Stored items
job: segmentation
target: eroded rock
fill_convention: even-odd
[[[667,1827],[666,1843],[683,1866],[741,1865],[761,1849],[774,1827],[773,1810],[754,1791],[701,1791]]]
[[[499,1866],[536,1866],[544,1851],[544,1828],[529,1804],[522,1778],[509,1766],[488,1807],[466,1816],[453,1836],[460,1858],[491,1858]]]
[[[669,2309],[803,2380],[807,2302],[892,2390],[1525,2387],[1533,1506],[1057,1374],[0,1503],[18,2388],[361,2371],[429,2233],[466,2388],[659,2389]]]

EXERCISE PROMPT:
Without altering a single word, set down all the entries again.

ANSWER BOX:
job: segmentation
target: eroded rock
fill_convention: even-odd
[[[667,1827],[666,1843],[683,1866],[741,1865],[761,1849],[774,1827],[773,1810],[754,1791],[701,1791]]]
[[[499,1866],[536,1866],[544,1851],[544,1828],[529,1804],[522,1778],[509,1766],[488,1807],[466,1816],[453,1836],[460,1858],[491,1858]]]
[[[669,2309],[803,2380],[807,2302],[892,2390],[1525,2387],[1533,1506],[1057,1374],[0,1503],[18,2388],[361,2371],[429,2233],[466,2388],[659,2389]]]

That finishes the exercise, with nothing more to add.